#### Data listing
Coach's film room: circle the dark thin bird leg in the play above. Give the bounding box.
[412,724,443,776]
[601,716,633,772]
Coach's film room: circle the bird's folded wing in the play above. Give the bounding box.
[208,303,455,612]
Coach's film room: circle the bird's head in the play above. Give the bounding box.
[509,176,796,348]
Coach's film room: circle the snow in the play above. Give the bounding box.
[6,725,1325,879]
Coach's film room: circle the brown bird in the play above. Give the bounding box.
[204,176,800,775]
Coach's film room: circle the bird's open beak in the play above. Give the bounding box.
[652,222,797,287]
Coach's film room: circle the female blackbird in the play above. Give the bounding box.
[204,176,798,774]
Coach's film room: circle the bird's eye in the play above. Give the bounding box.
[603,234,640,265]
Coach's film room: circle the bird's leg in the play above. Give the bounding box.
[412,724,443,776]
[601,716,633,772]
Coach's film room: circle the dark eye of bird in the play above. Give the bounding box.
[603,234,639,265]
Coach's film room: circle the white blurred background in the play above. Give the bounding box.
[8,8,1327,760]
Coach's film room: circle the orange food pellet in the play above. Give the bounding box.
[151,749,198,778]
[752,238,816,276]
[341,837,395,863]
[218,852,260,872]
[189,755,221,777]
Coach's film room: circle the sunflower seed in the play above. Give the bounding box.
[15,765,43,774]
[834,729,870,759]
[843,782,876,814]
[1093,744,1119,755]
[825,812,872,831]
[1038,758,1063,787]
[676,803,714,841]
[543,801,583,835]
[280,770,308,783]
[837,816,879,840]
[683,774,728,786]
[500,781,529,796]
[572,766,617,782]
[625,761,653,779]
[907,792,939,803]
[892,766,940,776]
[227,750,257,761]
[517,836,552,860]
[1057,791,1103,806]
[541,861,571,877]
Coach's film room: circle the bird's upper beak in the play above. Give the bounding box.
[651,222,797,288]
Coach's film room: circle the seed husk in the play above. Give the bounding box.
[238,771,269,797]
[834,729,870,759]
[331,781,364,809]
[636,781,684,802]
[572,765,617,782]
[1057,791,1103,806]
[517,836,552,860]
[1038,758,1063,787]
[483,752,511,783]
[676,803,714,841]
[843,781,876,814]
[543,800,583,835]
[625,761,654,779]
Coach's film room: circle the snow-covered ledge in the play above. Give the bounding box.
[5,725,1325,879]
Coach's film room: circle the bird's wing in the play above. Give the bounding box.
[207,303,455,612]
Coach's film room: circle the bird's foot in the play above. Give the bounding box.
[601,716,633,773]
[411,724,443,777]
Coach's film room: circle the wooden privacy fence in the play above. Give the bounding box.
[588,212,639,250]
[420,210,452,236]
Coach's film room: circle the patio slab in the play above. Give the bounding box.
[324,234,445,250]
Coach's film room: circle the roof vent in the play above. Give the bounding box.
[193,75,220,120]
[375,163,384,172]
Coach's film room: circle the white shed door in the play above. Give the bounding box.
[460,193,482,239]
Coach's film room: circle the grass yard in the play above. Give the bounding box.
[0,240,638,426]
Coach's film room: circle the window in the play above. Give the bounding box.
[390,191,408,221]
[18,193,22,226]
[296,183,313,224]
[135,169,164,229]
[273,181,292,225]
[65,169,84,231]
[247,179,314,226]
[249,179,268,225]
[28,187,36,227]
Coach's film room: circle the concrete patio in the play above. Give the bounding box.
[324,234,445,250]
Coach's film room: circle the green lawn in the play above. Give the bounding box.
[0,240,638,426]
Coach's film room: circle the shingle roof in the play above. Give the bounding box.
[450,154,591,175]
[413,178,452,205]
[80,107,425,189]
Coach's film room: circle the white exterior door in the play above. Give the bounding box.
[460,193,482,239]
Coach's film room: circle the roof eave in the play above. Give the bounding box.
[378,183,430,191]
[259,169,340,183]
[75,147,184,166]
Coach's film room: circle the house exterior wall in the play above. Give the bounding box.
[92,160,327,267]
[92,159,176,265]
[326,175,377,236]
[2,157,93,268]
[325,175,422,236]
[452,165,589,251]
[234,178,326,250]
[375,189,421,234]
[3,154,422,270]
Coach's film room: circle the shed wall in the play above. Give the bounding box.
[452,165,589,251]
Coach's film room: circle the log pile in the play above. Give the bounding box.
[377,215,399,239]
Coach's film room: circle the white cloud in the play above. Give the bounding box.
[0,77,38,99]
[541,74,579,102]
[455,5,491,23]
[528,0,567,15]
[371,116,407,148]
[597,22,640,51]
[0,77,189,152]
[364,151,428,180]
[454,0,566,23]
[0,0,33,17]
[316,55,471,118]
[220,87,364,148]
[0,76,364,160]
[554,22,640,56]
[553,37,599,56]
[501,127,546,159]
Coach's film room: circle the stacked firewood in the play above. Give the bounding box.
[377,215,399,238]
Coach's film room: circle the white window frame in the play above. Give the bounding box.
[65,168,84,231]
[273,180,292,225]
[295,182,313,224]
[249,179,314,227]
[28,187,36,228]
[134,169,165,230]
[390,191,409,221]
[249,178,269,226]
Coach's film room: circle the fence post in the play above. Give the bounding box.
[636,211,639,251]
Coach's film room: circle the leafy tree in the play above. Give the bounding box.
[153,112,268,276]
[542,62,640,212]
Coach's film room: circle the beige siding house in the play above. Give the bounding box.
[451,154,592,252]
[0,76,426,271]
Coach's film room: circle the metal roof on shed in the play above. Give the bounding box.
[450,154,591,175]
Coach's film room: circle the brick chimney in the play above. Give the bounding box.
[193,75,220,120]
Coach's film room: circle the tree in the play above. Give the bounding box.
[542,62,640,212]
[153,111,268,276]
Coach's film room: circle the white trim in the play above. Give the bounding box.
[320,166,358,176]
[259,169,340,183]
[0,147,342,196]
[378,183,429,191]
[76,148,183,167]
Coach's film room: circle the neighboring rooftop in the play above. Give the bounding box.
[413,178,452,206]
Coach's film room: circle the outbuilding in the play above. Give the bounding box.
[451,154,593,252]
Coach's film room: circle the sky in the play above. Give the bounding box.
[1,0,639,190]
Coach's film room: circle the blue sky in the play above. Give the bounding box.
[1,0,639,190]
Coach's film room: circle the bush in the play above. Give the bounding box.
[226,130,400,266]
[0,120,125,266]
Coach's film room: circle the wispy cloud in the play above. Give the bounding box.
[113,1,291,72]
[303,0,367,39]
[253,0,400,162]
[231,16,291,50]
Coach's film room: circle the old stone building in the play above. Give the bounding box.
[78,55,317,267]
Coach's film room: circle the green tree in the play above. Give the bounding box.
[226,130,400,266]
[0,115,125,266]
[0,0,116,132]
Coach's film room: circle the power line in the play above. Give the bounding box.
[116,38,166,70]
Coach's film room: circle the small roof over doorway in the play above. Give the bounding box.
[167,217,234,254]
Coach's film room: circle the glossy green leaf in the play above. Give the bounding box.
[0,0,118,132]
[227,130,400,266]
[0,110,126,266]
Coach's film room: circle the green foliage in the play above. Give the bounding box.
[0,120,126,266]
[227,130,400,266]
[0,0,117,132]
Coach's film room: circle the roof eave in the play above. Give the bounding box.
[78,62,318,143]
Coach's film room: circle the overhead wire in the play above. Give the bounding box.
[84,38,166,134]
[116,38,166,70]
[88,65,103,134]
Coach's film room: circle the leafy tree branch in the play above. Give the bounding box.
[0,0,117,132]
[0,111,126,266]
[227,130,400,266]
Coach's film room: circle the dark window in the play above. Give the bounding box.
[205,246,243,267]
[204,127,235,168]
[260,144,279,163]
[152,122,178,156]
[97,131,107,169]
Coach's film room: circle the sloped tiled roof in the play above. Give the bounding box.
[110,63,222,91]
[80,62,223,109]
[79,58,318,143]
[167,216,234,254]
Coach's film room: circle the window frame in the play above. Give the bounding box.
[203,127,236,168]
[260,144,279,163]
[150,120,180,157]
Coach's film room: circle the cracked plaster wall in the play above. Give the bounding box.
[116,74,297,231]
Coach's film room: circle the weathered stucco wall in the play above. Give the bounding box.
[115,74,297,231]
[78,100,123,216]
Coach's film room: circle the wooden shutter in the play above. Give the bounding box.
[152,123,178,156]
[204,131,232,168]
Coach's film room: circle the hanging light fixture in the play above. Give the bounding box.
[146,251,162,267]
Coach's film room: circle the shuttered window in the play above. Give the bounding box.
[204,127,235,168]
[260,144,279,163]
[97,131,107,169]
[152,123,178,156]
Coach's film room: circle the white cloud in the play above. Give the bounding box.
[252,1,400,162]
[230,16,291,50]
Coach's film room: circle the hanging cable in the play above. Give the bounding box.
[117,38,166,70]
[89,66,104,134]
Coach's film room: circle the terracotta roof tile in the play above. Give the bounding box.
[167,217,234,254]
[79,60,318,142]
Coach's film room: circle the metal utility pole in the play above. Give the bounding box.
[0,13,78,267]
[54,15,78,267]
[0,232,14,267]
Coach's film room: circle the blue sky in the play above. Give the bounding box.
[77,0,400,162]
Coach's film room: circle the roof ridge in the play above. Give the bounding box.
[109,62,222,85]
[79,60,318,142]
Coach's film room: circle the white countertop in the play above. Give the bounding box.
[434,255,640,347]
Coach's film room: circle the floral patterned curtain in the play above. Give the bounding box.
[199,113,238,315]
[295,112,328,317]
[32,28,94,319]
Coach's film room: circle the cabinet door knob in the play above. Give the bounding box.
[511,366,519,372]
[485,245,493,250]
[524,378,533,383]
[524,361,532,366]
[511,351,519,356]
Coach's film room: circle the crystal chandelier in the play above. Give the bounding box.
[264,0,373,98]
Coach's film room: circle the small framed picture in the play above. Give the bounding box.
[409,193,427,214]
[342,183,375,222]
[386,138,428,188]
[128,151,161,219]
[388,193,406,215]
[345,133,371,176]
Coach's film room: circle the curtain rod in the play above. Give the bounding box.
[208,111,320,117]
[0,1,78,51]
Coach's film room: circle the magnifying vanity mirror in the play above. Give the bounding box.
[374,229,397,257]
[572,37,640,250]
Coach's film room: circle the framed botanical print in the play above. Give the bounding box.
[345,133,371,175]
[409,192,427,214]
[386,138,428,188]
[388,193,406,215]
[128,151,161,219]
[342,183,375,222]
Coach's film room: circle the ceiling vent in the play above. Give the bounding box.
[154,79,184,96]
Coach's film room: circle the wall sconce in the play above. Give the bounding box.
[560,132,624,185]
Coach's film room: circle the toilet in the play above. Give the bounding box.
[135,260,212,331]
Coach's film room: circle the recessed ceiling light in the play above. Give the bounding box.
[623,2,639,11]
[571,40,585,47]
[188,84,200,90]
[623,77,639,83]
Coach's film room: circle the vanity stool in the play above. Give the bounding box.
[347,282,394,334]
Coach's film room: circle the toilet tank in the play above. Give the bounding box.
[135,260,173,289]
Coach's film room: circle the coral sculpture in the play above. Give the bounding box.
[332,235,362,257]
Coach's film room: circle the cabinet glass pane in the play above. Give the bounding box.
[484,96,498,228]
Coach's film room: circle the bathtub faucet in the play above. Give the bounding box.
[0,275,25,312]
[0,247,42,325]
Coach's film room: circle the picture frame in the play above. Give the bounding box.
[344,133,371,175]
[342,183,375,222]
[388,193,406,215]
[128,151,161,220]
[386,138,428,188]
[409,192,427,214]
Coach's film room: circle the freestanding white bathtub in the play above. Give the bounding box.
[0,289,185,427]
########
The result should consist solely of the lines from the one that contains "Coach's film room: circle the vanity" to the last line of the records above, reproduced exactly.

> **Finished task**:
Coach's film room: circle the vanity stool in the play above. Give the bounding box.
[347,282,394,334]
Coach's film room: circle the toilet tank in the play above. Give the bounding box.
[135,260,173,289]
Coach's film room: circle the coral sculpture in the play above. Give the bounding box.
[332,235,362,257]
Coach's film room: circle the cabinet glass pane in the play above. Give the bounding box.
[484,96,498,228]
Coach's film room: circle the bathtub faucet in the play above. Give the bounding box.
[0,275,25,312]
[0,247,42,325]
Coach's film room: circle the picture frame in the play above. Give the bounding box.
[344,133,371,175]
[342,183,375,222]
[388,193,406,215]
[128,151,161,220]
[386,138,428,188]
[409,192,427,214]
Coach's film room: circle the freestanding white bathtub in the play above. Give the bounding box.
[0,289,185,427]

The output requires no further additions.